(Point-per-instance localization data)
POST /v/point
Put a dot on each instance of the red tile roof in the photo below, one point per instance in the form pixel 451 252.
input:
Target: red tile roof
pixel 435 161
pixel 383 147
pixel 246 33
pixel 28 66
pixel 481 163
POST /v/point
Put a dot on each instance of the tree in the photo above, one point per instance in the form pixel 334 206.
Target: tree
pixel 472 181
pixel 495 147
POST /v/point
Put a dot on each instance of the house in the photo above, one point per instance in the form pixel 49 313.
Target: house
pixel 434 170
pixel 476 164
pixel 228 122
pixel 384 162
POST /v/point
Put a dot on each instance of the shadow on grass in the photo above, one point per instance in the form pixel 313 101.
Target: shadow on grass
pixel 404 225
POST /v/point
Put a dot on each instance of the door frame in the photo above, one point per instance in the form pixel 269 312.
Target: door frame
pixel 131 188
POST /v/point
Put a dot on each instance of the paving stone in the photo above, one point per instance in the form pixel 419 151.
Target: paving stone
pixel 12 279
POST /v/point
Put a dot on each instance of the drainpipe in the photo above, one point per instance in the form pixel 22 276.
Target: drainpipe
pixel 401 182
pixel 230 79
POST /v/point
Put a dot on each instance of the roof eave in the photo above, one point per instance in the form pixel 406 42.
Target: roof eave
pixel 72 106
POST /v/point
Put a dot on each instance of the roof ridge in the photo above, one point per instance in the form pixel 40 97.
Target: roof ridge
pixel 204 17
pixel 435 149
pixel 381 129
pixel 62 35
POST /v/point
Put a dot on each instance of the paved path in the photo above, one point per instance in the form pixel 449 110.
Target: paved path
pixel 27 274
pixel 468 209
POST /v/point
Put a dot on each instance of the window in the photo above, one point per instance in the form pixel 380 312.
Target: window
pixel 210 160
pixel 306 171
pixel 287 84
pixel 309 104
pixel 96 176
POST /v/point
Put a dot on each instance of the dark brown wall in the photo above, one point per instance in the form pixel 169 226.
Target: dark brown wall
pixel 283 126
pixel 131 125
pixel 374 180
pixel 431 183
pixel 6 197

[What is required]: Each entry above is to be repeated exactly as it appears.

[Output for this exercise]:
POST /v/point
Put a dot on each instance of the red tile roof in the photo below, one point per instance in the form pixel 451 252.
input:
Target: red tile roof
pixel 435 161
pixel 383 147
pixel 246 33
pixel 28 66
pixel 481 163
POST /v/point
Put a dot on each instance of the tree in the photo above, one point per instance in the form pixel 334 206.
Target: tree
pixel 472 181
pixel 495 147
POST /v/point
Put a dot on each instance of the house in the photo above, one point per instance in the form pixel 49 313.
Target: house
pixel 434 170
pixel 476 164
pixel 228 122
pixel 384 162
POST /v/point
Put a dot on each instance of the shadow on grass in the photo above, one point per instance in the form pixel 313 101.
Target: shadow on grass
pixel 404 225
POST /v/point
Put a dot on each instance of the door frame in the photo above, one point per instance in the form pixel 269 312.
Target: door frame
pixel 131 188
POST /v/point
Put a dot on each instance of the paving stone in the photo above, one point per instance in the form pixel 419 151.
Target: paving stone
pixel 12 279
POST /v/point
Put a dot on each instance of the drainpipe in the photo above, one point per instance in the form pixel 22 276.
Target: drainpipe
pixel 401 182
pixel 230 79
POST /v/point
Put a dot on each instance of the roof eave in the photo above, one point per instance in the form pixel 406 42.
Target: roof eave
pixel 72 106
POST /v/point
Put a dot on each instance of the roof ridge in the photo above, one point per instance in the form pixel 40 97.
Target: roof ridge
pixel 204 17
pixel 435 149
pixel 381 129
pixel 62 35
POST /v/point
Put a dot on each instance of the paved path in the photo above, one point per instance in the form pixel 449 110.
Target: paved path
pixel 27 274
pixel 468 209
POST /v/point
Put a dot on each instance of the window in the photo above, one point per instance in the form pixel 380 312.
Target: window
pixel 210 160
pixel 306 171
pixel 287 84
pixel 309 104
pixel 96 176
POST /v/point
Put a dot on each instance of the dark brown wall in the photo above, one point per instance in the form pixel 169 226.
Target: dark brown wall
pixel 283 126
pixel 131 125
pixel 374 180
pixel 431 183
pixel 6 197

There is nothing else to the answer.